Norfolk-style dogs are not as famous as the Maxwell Street dogs of Chicago, but they are just as old — and just as singular. They are the invention of George Bacalis, a son of Greek immigrants who served hot dogs and only hot dogs on Norfolk’s City Hall Avenue starting in 1934.
One way or another, most old-school hot dog spots in Hampton Roads trace their lineage to the “Hot Dog King of Downtown Norfolk.”
Tony Sr. worked at Bacalis’ starting in 1939, where Frank Sinatra and Sammy Davis Jr. stopped in for dogs. Jimmy Rellos also worked there, then helped Tony Sr. run his place before opening his own shop, Jimmy’s, that presided for 45 years on Euclid Road in Virginia Beach.
And in a tangled and often tumultuous family soap opera, the ex-wife and three sons of Tony Mirabile Sr., have also each had their own hot dog shops — sometimes in direct and heated competition.
Traditionally, there are only three toppings on a Norfolk dog — though you don’t have to get all of them. An all-the-way dog is Lynnhaven mustard, fresh-cut onions and a finely ground meat sauce. Each shop has its own chili, each with its own secret ingredients and spicy kick.
The bun is a steamed Mary Jane. And the grill-charred hot dog is always the same: A natural-casing dog from Hormel, a unicorn of a hot dog that until recently was distributed nowhere in the world except Southeastern Virginia.

══════════════════════════════

* **DIRECTIVE 1**
Decide whether each statement agrees with the passage on Norfolk-style hot dogs: (a) George Bacalis sold nothing but hot dogs on City Hall Avenue from 1934 onward; (b) Tony Sr. began working at Bacalis’ in 1934; (c) A traditional Norfolk dog has three toppings. Answer yes or no for each, quoting the words of the passage that settle it.
* **DIRECTIVE 2**
Extend the passage on Norfolk-style hot dogs, starting right after its final sentence.

* **INFORMATION PROVIDED**
══════════════════════════════

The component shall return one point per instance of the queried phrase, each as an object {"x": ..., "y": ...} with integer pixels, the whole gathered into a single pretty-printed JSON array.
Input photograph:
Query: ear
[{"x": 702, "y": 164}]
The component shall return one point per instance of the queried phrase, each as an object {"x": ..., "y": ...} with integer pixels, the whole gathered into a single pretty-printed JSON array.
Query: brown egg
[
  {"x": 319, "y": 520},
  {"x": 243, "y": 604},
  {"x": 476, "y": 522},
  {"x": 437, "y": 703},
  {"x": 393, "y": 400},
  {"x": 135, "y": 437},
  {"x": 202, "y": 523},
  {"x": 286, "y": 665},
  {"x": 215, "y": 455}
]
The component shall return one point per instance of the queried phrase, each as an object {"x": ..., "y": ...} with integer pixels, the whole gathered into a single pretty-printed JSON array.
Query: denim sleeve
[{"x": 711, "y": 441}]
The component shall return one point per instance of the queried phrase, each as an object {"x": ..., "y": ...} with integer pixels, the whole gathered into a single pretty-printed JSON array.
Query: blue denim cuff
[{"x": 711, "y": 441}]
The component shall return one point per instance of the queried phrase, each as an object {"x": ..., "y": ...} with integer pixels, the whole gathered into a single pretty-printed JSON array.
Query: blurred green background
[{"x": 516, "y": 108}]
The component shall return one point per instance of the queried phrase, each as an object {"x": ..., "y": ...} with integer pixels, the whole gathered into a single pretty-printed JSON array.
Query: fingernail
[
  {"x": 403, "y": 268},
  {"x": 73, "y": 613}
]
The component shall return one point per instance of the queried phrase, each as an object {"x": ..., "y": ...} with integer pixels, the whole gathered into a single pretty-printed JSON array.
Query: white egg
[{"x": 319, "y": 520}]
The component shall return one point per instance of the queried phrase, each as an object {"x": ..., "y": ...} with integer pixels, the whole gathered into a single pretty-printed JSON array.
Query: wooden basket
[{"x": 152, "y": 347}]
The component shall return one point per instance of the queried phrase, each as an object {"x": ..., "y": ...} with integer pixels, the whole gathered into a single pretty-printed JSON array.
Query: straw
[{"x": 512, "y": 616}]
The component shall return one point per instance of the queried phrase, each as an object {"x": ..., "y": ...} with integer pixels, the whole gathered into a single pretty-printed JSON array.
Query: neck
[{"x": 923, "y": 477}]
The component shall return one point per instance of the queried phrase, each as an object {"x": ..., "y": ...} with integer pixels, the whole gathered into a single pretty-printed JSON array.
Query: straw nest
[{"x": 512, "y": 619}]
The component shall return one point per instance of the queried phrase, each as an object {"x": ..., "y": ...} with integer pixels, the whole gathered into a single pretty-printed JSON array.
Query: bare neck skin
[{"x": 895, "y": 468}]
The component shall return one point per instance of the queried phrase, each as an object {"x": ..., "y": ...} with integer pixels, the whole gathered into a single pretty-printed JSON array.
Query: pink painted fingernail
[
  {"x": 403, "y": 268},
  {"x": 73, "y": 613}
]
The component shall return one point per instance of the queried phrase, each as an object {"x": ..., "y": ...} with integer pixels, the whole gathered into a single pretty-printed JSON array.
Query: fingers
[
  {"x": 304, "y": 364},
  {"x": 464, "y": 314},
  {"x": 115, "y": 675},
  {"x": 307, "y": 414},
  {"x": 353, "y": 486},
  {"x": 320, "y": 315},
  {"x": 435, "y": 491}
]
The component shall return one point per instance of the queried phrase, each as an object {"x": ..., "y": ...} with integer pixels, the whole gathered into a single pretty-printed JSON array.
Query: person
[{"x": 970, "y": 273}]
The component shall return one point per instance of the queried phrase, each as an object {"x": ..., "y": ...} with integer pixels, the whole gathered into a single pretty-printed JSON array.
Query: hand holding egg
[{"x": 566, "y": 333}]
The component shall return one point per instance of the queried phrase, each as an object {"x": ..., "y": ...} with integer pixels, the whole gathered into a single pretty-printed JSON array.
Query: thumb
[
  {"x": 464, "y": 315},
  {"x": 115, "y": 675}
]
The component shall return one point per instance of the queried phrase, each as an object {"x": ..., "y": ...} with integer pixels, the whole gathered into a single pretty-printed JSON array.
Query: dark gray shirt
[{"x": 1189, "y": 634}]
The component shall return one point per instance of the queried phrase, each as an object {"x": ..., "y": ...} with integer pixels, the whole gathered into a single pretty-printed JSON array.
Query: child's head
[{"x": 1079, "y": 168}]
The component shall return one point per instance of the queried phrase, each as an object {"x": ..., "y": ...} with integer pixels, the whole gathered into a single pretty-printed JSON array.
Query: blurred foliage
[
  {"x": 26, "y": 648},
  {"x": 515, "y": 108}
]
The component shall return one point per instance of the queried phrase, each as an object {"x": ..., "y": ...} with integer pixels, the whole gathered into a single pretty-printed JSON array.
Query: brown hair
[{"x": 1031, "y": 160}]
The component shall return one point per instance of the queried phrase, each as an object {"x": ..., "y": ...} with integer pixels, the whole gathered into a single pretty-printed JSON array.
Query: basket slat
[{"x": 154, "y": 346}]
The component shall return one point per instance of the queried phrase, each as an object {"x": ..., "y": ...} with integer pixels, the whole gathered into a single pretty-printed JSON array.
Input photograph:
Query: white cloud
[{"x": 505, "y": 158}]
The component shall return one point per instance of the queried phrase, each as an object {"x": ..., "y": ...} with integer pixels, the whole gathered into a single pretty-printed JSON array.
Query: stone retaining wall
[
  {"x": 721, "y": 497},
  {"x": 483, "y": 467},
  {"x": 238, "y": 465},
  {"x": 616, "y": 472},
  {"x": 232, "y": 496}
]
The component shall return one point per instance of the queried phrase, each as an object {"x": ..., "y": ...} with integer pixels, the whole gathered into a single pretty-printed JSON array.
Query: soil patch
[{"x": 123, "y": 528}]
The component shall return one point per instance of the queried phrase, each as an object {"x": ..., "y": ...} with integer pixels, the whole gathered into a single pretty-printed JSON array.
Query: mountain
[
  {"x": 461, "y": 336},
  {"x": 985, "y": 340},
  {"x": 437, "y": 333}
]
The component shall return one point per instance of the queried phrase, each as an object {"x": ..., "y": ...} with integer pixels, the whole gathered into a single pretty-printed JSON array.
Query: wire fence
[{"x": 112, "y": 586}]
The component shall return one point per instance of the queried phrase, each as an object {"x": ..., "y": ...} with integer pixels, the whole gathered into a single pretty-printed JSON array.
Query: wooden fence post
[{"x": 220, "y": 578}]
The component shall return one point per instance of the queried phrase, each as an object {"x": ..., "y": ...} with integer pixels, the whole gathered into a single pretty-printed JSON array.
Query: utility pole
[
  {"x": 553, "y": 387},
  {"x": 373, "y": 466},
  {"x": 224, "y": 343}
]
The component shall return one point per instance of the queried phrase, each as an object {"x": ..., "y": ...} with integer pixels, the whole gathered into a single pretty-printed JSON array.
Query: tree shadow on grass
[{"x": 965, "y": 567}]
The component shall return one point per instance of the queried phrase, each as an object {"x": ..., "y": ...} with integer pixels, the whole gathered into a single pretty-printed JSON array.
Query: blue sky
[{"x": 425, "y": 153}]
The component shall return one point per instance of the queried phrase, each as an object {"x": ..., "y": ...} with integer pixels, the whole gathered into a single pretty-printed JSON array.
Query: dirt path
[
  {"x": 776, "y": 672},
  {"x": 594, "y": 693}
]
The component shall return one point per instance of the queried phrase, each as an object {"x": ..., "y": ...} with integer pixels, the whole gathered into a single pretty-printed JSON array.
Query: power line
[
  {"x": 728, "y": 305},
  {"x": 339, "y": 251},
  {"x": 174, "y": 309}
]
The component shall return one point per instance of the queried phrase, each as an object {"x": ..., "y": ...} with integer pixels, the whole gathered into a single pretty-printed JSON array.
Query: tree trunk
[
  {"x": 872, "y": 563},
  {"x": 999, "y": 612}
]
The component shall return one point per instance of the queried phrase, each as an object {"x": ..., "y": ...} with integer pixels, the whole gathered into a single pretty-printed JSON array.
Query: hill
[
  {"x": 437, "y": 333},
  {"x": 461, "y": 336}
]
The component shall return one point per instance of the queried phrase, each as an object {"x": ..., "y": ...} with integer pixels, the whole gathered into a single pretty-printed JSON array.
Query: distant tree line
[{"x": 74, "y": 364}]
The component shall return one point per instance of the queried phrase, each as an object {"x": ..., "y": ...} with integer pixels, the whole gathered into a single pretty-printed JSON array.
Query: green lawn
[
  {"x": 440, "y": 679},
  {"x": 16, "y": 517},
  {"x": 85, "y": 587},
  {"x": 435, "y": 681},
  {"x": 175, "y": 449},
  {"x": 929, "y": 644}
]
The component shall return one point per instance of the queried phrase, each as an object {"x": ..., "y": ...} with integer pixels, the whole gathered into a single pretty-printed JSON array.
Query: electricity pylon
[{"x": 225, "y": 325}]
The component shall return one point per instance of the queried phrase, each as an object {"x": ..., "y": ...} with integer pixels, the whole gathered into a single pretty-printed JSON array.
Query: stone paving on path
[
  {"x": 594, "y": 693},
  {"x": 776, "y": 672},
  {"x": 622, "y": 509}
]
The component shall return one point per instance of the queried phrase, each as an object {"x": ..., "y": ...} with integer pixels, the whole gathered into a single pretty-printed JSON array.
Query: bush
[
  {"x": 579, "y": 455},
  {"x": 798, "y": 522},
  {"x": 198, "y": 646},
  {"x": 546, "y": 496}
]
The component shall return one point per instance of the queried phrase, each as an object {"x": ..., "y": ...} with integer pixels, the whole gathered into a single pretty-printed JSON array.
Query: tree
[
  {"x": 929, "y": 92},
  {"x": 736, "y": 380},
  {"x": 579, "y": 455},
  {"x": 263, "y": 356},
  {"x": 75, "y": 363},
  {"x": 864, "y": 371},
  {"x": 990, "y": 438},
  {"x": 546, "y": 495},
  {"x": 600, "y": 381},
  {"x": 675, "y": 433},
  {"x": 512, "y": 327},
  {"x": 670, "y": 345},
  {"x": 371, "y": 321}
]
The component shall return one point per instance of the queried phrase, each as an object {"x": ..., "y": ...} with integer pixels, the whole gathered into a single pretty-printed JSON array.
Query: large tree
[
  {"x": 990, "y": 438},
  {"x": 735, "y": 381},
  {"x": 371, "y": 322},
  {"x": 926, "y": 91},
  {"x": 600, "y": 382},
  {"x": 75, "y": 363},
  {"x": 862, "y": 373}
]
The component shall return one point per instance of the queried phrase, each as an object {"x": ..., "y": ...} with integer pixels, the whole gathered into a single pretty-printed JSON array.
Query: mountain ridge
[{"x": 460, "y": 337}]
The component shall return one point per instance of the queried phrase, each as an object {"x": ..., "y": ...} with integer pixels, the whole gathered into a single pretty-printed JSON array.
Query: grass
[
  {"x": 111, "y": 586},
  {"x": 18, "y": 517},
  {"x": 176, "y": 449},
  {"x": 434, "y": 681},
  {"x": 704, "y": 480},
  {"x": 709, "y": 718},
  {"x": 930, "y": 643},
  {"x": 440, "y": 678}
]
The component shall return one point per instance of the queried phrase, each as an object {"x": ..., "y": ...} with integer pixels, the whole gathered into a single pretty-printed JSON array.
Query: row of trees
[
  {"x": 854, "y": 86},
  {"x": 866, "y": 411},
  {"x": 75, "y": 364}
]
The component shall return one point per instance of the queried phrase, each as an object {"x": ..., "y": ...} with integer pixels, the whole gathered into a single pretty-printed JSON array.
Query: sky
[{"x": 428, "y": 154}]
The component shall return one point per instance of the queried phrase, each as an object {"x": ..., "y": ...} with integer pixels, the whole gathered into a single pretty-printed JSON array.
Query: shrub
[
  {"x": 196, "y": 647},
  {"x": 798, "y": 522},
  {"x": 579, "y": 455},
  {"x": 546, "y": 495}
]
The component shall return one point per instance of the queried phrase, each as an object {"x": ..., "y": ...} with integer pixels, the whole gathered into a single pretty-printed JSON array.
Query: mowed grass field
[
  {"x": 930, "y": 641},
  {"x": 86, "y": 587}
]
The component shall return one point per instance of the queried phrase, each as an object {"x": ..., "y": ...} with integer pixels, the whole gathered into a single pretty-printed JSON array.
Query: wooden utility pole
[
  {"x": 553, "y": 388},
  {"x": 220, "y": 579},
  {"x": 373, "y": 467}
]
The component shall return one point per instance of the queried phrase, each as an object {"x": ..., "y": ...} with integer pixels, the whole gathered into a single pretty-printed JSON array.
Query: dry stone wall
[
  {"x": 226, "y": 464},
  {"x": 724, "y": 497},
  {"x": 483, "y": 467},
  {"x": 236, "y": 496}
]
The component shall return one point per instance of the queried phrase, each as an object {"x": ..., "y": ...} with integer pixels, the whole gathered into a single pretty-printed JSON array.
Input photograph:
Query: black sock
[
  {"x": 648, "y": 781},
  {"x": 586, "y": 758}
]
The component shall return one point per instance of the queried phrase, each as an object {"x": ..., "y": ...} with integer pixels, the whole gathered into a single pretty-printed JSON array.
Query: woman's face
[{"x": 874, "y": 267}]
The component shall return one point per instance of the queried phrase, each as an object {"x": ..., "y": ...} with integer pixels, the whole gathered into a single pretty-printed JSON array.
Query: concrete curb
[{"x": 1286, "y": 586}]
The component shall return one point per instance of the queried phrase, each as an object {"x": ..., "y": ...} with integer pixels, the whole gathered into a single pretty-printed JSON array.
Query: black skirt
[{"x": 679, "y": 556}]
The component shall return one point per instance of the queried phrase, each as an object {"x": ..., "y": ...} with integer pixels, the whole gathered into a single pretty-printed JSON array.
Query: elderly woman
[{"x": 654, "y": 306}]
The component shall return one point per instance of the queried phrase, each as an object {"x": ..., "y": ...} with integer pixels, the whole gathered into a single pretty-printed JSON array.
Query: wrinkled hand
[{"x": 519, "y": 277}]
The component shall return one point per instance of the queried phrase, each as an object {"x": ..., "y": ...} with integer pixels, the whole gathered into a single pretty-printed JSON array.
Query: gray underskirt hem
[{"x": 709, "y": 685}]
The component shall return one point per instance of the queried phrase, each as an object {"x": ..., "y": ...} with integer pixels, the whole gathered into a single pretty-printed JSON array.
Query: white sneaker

══════════════════════════════

* **RIGHT ANSWER 1**
(a) Yes: "served hot dogs and only hot dogs on Norfolk’s City Hall Avenue starting in 1934."
(b) No: "Tony Sr. worked at Bacalis’ starting in 1939."
(c) Yes: "Traditionally, there are only three toppings on a Norfolk dog."

* **RIGHT ANSWER 2**
Hormel’s “Norfolk dog,” as Bacalis liked to call it, is unique. It’s skinny enough to leave room for chili and onion in the bun. It is salty. And its natural casing has a signature snap.
But Hormel stopped production on the Norfolk dog in January. And supplies are dwindling.
“Our Hormel rep came to us and told us that Hormel was no longer going to be making the natural casing hot dogs,” said Todd Goldman, owner of Southern Packing Corp in Chesapeake, which supplies the Hormels to just about every old-time shop in Hampton Roads. “Reason being, those hot dogs are only sold in the Hampton Roads area. The sales didn’t justify it.”
Goldman tried to keep it quiet at first, and so did the hot dog shops. “I didn’t want to cause chaos,” Goldman said.
But through an underground network of hot dog fans, word has traveled.
“I keep telling people not to panic,” said Evaleene Smith at Kevin’s Dog House in Virginia Beach, a lunch-only stop that sells almost as many Norfolk dogs as Tony’s. “I get asked daily numerous times. What’s happening with the Hormel dog? What’s happening with the Hormel dog?”
Some of her younger customers, she says, didn’t even know the Norfolk dog was a thing — she also sells Polish and all-beef dogs. But her older regulars, she says, are afraid their childhood just got discontinued.
“The majority of our customers already know that this is gonna happen,” says Michelle East at Lew’s in Norfolk, a 45-year-old hot dog shop on Azalea Garden Road in Norfolk adorned with cheery religious slogans and a shrine to policemen built by East’s father, Lew Bateman, who passed away in 2015.
“To tell you the truth, I couldn’t tell you how the word just got out. I tried to keep it low-key. It didn’t help.”
At Tony’s, Phillip Mirabile just plain doesn’t want to talk about it. When Goldman got word last fall that the hot dog would disappear, he asked the Hormel rep to break the news to Mirabile personally.
“My first thought was, ’What are we gonna do? Then it was, ‘I hope your next stop is going to Tony’s to tell Phillip.’”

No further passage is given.